Write out the following listing's lines from the one with "You must return" to the one with "112L70 121L79 136L65", exactly, with both included and no others.

#### DATASET EXTRACT

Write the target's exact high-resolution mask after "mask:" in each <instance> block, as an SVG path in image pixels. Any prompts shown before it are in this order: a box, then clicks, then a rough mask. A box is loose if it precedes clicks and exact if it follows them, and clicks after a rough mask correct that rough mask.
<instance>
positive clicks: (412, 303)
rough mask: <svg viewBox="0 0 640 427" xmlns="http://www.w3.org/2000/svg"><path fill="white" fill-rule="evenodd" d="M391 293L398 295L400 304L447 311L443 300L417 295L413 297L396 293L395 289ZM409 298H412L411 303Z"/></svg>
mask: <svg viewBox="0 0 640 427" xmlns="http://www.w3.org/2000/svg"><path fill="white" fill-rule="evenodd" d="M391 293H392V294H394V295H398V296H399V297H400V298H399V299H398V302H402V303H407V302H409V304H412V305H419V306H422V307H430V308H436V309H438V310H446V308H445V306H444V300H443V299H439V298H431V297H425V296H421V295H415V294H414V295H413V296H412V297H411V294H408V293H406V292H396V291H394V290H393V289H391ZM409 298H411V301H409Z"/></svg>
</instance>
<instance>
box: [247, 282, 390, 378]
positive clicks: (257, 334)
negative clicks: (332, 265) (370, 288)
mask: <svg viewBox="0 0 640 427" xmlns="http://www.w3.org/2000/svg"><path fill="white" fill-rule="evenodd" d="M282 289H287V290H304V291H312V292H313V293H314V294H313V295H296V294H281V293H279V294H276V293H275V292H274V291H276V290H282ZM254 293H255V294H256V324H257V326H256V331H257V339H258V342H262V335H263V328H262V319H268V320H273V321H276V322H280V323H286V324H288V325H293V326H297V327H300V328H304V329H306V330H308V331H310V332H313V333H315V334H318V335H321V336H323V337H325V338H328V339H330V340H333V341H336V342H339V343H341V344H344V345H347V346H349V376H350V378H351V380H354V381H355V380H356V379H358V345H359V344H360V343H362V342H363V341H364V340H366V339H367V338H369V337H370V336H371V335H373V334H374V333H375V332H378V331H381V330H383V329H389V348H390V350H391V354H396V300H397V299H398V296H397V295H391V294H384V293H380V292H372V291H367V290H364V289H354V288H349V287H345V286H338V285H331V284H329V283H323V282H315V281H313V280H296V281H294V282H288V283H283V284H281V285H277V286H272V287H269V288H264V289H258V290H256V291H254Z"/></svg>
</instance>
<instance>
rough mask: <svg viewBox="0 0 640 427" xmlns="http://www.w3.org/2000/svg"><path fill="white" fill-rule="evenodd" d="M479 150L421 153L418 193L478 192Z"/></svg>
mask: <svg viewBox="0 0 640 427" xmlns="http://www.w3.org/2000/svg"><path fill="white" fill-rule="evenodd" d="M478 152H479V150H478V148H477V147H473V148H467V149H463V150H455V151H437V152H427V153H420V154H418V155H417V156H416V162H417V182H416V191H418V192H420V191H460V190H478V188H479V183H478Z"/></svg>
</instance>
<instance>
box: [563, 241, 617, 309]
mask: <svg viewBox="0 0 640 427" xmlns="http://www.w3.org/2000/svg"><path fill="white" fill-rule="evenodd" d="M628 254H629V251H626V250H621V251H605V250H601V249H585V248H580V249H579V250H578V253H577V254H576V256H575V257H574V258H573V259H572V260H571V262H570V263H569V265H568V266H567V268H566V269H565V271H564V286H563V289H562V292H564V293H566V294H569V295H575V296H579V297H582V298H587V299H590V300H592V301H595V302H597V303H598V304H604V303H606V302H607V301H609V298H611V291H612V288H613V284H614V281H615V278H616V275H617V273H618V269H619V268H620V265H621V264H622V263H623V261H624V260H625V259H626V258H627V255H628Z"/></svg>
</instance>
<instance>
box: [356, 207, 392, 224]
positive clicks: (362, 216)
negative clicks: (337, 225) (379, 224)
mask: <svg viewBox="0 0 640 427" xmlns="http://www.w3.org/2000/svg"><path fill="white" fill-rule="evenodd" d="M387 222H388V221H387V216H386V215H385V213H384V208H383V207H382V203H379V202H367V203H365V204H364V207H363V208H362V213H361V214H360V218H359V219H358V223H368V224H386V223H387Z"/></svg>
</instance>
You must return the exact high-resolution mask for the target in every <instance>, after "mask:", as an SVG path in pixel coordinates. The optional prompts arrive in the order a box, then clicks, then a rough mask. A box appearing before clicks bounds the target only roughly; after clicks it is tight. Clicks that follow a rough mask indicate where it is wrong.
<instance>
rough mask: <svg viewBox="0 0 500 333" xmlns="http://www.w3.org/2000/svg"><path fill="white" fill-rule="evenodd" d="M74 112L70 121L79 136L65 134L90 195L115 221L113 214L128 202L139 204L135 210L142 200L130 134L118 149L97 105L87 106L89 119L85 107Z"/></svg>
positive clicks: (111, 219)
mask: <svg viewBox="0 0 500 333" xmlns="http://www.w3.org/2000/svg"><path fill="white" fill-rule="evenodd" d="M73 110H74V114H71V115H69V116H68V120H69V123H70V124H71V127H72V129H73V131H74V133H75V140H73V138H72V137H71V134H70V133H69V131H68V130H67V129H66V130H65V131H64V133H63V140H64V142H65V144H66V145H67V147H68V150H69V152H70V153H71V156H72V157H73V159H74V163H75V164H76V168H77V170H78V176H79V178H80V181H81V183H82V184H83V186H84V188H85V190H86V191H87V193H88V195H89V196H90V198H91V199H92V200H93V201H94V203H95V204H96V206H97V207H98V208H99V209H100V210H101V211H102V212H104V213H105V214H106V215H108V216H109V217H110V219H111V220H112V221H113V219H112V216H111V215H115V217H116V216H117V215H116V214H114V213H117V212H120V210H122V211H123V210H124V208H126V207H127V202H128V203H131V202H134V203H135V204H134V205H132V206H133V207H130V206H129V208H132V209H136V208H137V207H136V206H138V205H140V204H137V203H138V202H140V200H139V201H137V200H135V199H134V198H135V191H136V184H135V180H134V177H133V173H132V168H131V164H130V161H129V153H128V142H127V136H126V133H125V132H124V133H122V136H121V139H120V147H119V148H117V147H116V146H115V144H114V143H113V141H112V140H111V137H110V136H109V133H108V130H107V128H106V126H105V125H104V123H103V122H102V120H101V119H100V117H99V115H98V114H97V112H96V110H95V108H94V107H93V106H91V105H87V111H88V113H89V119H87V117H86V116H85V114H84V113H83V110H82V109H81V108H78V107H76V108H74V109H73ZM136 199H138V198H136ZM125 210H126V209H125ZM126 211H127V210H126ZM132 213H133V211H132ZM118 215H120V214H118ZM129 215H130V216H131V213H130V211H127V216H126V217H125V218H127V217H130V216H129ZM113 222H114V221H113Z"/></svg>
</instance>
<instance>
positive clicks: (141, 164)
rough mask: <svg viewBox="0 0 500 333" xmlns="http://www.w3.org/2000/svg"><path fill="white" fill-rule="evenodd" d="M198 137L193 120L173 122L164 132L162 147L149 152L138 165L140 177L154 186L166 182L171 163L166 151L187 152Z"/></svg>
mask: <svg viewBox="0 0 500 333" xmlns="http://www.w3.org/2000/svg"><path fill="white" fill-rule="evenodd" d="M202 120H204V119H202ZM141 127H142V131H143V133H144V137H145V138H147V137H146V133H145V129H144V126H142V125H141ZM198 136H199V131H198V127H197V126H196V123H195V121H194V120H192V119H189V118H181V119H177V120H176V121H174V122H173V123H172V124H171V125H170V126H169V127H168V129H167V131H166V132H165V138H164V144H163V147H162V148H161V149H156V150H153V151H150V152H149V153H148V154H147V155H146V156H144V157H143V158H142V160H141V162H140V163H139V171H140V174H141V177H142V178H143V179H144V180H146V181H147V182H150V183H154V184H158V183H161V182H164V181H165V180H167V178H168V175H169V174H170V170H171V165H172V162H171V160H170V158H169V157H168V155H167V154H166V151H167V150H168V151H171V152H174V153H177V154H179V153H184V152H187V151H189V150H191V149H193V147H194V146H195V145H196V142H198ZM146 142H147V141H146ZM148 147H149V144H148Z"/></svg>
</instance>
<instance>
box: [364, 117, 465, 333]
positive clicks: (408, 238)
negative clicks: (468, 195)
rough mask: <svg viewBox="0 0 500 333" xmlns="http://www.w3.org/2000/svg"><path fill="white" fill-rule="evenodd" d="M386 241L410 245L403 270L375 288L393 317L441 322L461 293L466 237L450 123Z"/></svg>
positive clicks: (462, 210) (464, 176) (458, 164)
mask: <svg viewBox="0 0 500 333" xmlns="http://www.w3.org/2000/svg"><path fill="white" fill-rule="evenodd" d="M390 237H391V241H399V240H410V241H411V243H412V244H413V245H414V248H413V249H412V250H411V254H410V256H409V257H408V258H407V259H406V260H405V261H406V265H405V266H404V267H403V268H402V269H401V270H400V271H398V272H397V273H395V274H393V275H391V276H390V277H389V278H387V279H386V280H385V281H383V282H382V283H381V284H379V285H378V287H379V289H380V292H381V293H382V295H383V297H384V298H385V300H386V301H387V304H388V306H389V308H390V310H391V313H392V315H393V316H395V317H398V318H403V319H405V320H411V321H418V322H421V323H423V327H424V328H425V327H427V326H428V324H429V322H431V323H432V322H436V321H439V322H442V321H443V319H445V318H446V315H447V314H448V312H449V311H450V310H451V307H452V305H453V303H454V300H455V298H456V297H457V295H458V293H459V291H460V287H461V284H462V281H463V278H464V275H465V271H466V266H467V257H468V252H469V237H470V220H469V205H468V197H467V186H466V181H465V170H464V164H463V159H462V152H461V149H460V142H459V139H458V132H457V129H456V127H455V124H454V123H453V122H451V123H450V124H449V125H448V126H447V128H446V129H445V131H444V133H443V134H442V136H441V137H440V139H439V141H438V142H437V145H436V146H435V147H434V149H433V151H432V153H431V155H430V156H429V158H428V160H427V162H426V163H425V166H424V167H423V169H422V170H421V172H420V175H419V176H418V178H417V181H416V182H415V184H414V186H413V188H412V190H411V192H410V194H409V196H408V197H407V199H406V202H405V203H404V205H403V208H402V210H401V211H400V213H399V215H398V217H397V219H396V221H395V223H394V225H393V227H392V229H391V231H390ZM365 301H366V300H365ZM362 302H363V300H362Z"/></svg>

########

* ANSWER SPACE:
You must return the exact high-resolution mask for the target in every <instance>, after "mask:", as an SVG path in pixel coordinates. The optional prompts arrive in the order a box, then clicks, then a rough mask. A box appearing before clicks bounds the target only roughly; after clicks it is tight. Clicks that follow a rough mask indicate where it is wrong.
<instance>
rough mask: <svg viewBox="0 0 500 333" xmlns="http://www.w3.org/2000/svg"><path fill="white" fill-rule="evenodd" d="M74 112L70 121L79 136L65 134L90 195L115 221L113 214L128 202L139 204L135 210L142 200L130 134L118 149L97 105L87 106L89 119L85 107Z"/></svg>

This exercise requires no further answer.